Find and copy each line of the records where the string "wooden" shows up.

# [Source records]

__________

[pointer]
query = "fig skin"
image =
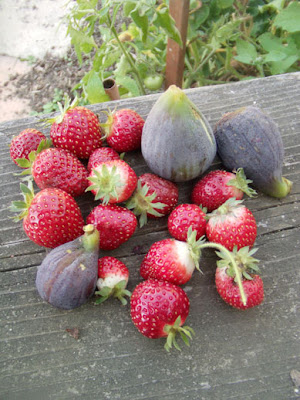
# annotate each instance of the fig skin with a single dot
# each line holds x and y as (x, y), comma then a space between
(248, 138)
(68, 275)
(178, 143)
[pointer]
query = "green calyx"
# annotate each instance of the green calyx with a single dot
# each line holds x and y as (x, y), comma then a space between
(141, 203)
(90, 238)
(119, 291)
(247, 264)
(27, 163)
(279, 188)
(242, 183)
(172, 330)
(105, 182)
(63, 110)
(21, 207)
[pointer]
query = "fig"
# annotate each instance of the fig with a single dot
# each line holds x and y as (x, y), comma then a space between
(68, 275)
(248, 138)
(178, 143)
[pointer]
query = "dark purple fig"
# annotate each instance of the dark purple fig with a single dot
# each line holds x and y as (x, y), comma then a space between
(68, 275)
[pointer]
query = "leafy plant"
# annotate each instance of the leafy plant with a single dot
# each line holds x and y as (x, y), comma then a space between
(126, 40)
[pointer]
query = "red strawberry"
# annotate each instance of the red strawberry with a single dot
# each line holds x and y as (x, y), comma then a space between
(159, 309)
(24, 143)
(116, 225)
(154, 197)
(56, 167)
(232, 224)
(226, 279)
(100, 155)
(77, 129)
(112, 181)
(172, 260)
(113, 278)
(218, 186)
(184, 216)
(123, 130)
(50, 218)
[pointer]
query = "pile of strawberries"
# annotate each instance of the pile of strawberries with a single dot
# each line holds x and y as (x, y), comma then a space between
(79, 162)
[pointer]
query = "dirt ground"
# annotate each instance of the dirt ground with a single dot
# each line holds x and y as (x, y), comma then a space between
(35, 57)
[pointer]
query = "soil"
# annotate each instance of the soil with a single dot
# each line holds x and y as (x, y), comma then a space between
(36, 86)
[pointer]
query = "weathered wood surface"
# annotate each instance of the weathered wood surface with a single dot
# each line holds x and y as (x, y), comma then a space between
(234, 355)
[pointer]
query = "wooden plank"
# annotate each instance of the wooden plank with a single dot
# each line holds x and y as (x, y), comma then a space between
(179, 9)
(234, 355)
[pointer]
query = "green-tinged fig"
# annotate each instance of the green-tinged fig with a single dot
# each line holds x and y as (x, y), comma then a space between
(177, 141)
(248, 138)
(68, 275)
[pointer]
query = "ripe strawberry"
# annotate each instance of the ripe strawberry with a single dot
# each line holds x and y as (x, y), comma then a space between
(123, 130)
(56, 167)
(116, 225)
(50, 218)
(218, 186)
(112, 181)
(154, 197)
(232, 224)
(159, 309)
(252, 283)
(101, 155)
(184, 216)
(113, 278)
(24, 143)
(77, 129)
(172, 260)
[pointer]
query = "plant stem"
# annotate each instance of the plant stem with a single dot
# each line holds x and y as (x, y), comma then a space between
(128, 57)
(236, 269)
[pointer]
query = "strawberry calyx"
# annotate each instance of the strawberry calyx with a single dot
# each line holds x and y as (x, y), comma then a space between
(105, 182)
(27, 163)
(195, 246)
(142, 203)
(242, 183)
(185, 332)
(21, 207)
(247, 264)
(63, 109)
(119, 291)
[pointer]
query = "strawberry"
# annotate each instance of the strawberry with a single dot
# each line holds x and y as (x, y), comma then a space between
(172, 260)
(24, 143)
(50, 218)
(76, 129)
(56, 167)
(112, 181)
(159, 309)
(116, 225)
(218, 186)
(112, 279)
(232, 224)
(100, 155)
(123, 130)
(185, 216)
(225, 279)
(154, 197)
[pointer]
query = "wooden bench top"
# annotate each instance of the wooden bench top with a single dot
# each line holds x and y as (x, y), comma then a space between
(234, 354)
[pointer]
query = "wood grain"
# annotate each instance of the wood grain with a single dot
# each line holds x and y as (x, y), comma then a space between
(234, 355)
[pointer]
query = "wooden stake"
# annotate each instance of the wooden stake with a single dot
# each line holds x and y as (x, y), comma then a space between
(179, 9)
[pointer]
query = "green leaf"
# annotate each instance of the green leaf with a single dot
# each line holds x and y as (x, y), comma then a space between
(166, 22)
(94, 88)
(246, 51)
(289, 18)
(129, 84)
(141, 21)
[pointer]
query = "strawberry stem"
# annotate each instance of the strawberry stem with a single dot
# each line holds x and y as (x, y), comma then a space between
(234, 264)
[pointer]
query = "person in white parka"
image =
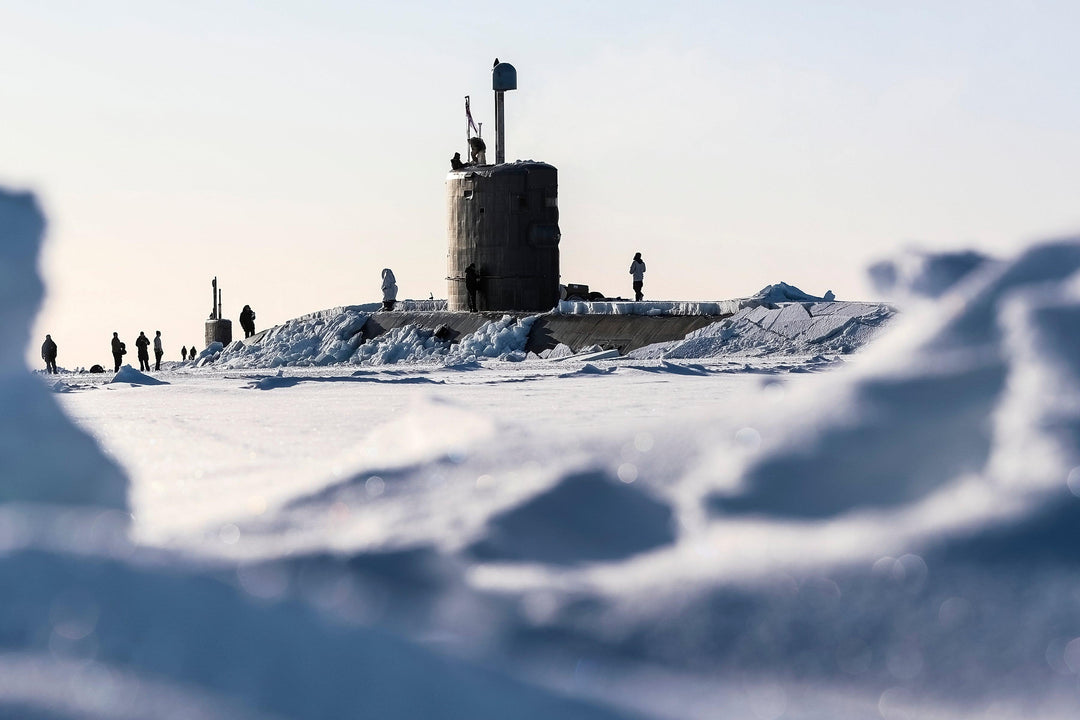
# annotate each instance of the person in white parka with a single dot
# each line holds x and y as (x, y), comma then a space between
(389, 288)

__________

# [Response box]
query = "wooden plank"
# annotate each instance of the wooden plank with a single dot
query = "wooden bench top"
# annotate each instance of the wooden bench top with a single dot
query = "wooden stake"
# annotate each instance of the wooden stake with a single dot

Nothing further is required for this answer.